**Ausgewählter Auszug**

□ □ □ □ □

WEG-Reform: Übergangsvorschriften ab 01.12.20 für Wohnungseigentümer

Am 01.12.2020 tritt das neue Wohnungseigentumsmodernisierungsgesetz in Kraft. § 48 WEG n.F. enthält sowohl prozessuale als auch materiell-rechtliche Übergangsvorschriften. Soweit keiner der in dieser Übergangsvorschrift geregelten Fälle greift, treten alle materiell-rechtlichen Neuregelungen des Wohnungseigentumsgesetzes mit dem 01.12.2020 in Kraft. Das gilt selbst in bereits anhängigen Verfahren, für die noch das alte Prozessrecht gilt. Lediglich bei Anfechtungsklagen gelten Ausnahmen.

Auswirkungen der WEG-Reform 2020 auf die am 01.12.2020 anhängigen Verfahren

In den Verfahren, die bereits am 01.12.2020 anhängig sind, wird weiterhin das derzeit alte Prozessrecht, aber teilweise bereits neues materielles WEG-Recht anzuwenden sein.

□ □ □ □ □

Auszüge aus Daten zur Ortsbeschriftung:
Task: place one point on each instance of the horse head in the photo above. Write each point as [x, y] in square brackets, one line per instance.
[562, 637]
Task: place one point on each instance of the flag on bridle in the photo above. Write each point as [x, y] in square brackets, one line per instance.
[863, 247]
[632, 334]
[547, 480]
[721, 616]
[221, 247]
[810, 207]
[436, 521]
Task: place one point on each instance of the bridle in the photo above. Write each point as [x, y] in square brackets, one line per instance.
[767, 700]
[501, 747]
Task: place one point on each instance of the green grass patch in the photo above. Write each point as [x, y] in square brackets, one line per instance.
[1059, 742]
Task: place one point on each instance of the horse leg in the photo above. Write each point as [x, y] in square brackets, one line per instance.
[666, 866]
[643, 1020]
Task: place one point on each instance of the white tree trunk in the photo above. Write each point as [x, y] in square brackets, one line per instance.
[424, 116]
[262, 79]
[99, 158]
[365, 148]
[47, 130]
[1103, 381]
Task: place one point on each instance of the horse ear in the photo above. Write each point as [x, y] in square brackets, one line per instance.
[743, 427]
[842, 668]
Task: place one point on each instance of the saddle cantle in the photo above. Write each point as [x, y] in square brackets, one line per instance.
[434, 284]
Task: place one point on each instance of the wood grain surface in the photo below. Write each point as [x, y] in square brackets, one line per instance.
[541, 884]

□ □ □ □ □

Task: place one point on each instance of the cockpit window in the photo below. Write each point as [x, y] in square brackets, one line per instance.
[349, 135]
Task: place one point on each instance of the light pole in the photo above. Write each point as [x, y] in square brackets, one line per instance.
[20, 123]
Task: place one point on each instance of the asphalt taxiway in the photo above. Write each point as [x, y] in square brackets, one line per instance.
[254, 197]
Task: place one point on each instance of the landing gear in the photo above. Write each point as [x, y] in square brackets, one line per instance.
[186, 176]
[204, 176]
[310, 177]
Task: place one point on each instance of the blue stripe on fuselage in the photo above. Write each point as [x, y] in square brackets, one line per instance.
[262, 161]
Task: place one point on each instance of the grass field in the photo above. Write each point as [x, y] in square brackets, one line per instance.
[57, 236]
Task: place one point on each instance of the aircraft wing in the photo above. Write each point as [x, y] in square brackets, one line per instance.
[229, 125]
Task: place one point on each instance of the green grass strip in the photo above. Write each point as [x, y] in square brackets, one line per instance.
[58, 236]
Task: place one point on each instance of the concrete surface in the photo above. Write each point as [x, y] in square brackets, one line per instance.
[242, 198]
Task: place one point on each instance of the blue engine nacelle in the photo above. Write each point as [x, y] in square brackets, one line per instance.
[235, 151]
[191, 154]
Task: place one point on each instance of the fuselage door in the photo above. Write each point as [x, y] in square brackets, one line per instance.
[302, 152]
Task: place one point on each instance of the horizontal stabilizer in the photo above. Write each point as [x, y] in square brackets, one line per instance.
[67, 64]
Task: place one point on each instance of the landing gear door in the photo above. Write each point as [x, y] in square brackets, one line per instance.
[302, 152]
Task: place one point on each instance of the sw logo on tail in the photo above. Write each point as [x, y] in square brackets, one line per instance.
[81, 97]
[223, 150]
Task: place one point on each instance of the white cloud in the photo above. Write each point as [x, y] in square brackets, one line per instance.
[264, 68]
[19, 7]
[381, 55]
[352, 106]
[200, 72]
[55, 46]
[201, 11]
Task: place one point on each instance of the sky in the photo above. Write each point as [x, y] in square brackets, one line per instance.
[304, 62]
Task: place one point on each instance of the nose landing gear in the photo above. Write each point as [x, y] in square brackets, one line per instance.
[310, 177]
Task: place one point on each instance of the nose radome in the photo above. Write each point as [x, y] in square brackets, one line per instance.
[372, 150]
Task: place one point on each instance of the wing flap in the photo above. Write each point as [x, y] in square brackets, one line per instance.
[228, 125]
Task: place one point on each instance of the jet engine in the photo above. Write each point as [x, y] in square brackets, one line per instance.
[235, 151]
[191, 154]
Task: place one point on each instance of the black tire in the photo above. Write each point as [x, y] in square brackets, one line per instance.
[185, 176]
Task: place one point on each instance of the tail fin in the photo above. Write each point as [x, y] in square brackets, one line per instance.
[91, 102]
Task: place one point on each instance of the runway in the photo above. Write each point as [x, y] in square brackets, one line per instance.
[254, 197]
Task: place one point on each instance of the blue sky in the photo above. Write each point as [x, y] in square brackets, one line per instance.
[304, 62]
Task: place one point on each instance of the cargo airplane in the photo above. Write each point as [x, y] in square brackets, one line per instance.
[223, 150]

□ □ □ □ □

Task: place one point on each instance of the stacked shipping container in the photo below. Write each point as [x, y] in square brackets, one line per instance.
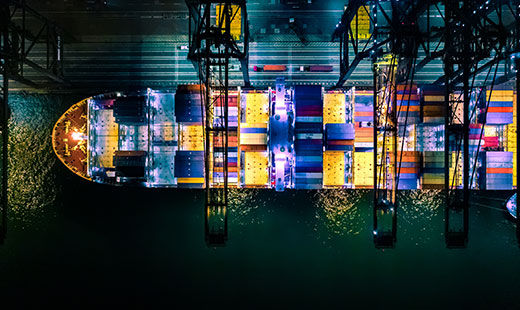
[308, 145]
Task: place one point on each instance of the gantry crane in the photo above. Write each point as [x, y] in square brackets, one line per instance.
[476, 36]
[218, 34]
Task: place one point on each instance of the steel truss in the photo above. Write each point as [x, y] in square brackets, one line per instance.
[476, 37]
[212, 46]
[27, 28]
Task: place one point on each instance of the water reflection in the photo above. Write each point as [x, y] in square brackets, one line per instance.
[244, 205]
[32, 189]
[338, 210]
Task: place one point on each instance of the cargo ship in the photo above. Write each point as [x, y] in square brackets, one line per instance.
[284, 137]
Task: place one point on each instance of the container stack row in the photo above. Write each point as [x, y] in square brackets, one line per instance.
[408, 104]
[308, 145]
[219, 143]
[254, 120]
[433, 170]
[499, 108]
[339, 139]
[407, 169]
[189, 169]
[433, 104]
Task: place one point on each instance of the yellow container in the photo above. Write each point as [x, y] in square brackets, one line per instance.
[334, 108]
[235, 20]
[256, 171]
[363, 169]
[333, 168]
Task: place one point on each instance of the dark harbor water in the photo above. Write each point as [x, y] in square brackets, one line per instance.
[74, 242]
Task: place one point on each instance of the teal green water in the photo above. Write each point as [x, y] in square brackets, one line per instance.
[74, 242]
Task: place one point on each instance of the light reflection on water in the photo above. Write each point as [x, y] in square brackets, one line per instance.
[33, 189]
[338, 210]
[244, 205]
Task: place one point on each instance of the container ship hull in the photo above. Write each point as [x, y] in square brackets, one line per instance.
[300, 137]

□ □ □ □ □

**Zu erledigen**
1. Wann tritt laut dem Auszug zur WEG-Reform das neue Wohnungseigentumsmodernisierungsgesetz in Kraft?
2. Übersetze den Satz „Das gilt selbst in bereits anhängigen Verfahren, für die noch das alte Prozessrecht gilt.“ aus dem Auszug zur WEG-Reform ins Englische.
3. Gib den Abschnitt aus dem Auszug zur WEG-Reform unverändert aus, der mit den Worten „In den Verfahren, die“ anfängt und mit „WEG-Recht anzuwenden sein.“ aufhört.

**Die Antworten**
1. Am 01.12.2020.

2. This applies even in proceedings that are already pending, to which the old procedural law still applies.

3.
In den Verfahren, die bereits am 01.12.2020 anhängig sind, wird weiterhin das derzeit alte Prozessrecht, aber teilweise bereits neues materielles WEG-Recht anzuwenden sein.